**TEXT SECTION:**
########
# 3 Questions about building stairs out of back door



## tec498 (Mar 5, 2014)

Hi guys,

I recently bought my first new house and this is the first project I want to tackle. I would like to build stairs out of my back patio door in my kitchen to backyard. The distance to the ground is exactly 22 inches so I'm thinking I only need one or two steps.

Do I need to get a building permit to complete this work? I've scoured over the code and cannot find a definitive answer (I live in Virginia). I did however find that if I have no more than 2 steps I do not need a handrail.

Do I need some type of footers for the stairs?

If I need a permit to build the steps can I remove the safety railing installed by the builder? It's low enough to the ground that I can just step out until the steps are built. However, I don't want to do this if it affects building code or my homeowners insurance.

Thanks a lot guys, If anyone has advice, examples, or pictures please post.


----------



## joecaption (Nov 30, 2011)

#1, stop and think before doing anything about what your long term plans will be.
A deck, patio?
At that height you need a stoop before any steps.


----------



## tec498 (Mar 5, 2014)

Probably a deck eventually. When the time comes to build it (not soon) I will just take the steps off and use them for steps off the deck if I can. If not I will use them for scrap wood. Is the landing needed to comply with code in Virginia or were you just suggesting it for looks? I just looked at the building code in Virginia again after posting and I can't find anything relating to building these steps... Am I looking in the wrong place? Thanks


----------



## tec498 (Mar 5, 2014)

Ok, I found what I think may be the code. R311, says I can space my risers at 7 3/4" and I only need a stoop if I have more than two risers. I should only need two risers at that height so I don't need a stoop. The question still remains, do I need a permit to build these and do I need footers or is there another way to do it. Any suggestions?


----------



## de-nagorg (Feb 23, 2014)

What is the code for the maximum rise per step, divide that into the height, you get the necessary amount of steps. 

And I would suggest calling your community building inspector for advice. 

As they will want to know What, Where, When, so they can adjust your taxes. It is better to get them involved in the beginning, than it is for them to discover any non-compliance by accident that you may have, and fine the holy heck out of you.

ED


----------



## Bondo (Dec 8, 2007)
########
**INFORMATION SUPPLIED:**
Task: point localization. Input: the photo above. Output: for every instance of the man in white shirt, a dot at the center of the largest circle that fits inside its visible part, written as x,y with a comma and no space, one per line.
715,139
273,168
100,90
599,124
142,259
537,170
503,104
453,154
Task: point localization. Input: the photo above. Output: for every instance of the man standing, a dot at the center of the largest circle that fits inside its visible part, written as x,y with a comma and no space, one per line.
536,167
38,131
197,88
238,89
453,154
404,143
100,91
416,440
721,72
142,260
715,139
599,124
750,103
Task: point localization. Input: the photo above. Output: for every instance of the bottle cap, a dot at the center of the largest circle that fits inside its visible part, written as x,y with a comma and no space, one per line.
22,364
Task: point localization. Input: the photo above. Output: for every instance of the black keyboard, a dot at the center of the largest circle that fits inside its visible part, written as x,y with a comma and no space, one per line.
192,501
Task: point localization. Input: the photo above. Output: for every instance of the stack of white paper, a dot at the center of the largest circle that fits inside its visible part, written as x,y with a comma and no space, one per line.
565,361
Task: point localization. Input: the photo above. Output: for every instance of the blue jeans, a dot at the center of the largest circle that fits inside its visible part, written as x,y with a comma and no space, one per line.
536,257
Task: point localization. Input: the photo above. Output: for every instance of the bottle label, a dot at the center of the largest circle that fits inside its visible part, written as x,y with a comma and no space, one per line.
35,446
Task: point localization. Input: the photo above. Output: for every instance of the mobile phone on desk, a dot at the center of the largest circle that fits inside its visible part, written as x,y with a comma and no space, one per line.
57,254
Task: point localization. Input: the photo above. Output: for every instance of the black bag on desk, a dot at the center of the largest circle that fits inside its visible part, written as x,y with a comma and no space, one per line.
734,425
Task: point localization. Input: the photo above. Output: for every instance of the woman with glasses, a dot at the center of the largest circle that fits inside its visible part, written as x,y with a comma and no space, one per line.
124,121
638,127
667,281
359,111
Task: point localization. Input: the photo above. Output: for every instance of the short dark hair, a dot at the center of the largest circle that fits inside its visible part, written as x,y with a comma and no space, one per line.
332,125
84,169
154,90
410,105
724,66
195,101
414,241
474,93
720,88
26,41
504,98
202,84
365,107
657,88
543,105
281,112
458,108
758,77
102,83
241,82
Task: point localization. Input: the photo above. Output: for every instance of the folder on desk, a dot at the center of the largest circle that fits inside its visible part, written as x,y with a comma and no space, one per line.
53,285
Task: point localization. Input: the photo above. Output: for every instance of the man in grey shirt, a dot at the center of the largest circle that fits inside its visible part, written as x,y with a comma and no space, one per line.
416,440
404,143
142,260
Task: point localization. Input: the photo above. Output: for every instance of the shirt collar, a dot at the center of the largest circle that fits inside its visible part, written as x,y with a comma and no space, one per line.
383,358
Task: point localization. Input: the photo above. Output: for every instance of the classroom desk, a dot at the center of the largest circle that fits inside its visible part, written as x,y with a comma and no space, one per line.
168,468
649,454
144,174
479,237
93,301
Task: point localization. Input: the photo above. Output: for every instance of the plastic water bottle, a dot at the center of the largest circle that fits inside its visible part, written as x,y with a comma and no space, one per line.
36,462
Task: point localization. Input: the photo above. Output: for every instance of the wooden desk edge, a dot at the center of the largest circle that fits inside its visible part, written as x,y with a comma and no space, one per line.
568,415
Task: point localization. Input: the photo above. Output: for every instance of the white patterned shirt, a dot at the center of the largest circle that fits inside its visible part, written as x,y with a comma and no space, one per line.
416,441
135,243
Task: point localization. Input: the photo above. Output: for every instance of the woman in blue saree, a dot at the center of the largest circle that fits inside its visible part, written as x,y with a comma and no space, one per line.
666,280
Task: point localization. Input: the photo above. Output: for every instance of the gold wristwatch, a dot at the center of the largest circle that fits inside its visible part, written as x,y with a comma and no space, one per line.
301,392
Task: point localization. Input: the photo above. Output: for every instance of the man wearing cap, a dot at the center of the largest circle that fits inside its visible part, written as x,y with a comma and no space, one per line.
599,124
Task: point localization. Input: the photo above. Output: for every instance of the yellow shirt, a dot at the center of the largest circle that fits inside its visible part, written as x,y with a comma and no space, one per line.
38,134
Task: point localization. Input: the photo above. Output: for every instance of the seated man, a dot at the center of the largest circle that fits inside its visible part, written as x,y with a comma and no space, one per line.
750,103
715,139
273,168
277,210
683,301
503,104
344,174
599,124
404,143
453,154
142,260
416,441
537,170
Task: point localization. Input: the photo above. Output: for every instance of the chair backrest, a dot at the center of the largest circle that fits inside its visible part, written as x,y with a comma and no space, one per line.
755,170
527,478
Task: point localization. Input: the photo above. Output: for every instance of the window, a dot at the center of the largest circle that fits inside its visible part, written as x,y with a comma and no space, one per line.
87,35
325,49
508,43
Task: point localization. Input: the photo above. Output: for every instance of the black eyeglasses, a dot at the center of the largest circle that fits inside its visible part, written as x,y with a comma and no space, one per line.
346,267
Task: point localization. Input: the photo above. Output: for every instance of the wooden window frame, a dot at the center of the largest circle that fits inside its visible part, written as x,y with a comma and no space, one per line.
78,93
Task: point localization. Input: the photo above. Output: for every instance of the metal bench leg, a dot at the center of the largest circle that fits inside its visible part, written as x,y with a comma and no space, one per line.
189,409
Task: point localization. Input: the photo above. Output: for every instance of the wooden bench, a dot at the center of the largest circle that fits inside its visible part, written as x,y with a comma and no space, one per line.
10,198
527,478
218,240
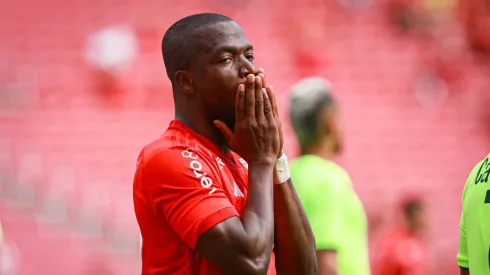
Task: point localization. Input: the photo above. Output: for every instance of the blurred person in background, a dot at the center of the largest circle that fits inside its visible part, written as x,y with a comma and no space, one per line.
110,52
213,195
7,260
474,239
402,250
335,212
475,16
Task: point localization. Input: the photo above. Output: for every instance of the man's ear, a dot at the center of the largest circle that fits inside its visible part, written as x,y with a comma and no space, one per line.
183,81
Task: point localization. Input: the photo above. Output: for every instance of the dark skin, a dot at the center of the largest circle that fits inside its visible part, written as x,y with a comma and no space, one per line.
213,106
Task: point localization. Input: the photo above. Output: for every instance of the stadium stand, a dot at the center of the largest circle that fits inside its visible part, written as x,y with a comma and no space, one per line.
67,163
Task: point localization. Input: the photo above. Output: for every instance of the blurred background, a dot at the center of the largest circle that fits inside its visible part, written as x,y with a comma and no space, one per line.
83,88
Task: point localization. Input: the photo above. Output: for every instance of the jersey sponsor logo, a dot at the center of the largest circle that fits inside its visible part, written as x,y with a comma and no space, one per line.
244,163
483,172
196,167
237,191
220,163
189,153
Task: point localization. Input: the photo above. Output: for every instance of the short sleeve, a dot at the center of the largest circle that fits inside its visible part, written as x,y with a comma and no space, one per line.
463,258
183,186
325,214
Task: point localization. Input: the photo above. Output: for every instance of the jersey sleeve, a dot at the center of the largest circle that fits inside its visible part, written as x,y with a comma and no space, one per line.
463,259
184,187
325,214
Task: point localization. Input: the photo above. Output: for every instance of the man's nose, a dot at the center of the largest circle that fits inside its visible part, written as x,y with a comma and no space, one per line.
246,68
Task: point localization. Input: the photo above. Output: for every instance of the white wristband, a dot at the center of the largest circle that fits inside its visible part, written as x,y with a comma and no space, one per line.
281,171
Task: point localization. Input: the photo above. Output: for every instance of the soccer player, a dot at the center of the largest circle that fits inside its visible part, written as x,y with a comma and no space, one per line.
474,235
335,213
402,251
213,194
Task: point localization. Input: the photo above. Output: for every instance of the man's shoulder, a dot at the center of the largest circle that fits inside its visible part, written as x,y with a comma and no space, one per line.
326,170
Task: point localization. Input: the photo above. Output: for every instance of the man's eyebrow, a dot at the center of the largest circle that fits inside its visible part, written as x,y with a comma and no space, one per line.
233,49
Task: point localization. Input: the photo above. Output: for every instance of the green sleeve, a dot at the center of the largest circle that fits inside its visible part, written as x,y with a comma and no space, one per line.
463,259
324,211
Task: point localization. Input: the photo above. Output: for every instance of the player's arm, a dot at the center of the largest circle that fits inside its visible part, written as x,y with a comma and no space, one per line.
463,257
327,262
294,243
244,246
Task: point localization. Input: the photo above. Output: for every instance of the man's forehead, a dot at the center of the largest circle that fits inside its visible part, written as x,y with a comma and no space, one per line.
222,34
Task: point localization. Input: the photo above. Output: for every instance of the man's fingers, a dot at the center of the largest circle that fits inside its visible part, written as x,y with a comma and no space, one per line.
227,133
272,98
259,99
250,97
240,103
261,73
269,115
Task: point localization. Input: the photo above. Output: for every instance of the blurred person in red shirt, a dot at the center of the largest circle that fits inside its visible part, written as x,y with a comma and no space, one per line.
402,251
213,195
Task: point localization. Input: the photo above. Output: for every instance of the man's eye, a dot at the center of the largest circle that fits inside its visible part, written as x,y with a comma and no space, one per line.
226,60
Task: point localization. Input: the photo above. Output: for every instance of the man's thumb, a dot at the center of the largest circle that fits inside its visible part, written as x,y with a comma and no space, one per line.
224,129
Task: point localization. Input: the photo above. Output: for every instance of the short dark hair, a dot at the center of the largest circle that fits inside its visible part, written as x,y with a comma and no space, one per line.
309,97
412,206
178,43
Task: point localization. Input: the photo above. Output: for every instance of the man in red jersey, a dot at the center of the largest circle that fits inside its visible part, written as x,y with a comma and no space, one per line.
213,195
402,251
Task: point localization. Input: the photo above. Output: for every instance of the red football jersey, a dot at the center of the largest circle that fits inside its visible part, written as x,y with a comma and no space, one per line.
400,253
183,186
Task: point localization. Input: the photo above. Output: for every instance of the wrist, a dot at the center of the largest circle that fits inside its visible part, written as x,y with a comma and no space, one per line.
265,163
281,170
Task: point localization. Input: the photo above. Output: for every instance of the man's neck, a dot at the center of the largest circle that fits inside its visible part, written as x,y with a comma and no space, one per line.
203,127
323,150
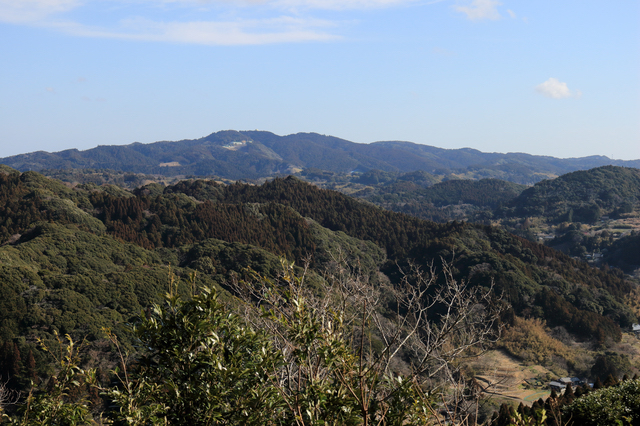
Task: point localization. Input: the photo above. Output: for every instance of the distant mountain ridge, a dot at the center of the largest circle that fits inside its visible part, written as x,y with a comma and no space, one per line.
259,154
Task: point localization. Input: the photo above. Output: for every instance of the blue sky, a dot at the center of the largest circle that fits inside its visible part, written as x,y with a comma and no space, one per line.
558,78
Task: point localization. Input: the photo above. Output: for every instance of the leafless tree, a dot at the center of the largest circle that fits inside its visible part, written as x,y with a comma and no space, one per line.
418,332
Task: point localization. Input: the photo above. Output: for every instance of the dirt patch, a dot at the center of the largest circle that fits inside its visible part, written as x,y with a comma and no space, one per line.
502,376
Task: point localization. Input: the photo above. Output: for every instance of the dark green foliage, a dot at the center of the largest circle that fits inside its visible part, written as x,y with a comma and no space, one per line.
########
**LIST OF TASKS:**
a - In the stairs thread, how far is it from the back patio door down to the ground?
b - Print everything in the stairs thread from "## de-nagorg (Feb" down to "inspector for advice.".

**EXPECTED OUTPUTS:**
a - Exactly 22 inches.

b -
## de-nagorg (Feb 23, 2014)

What is the code for the maximum rise per step, divide that into the height, you get the necessary amount of steps. 

And I would suggest calling your community building inspector for advice.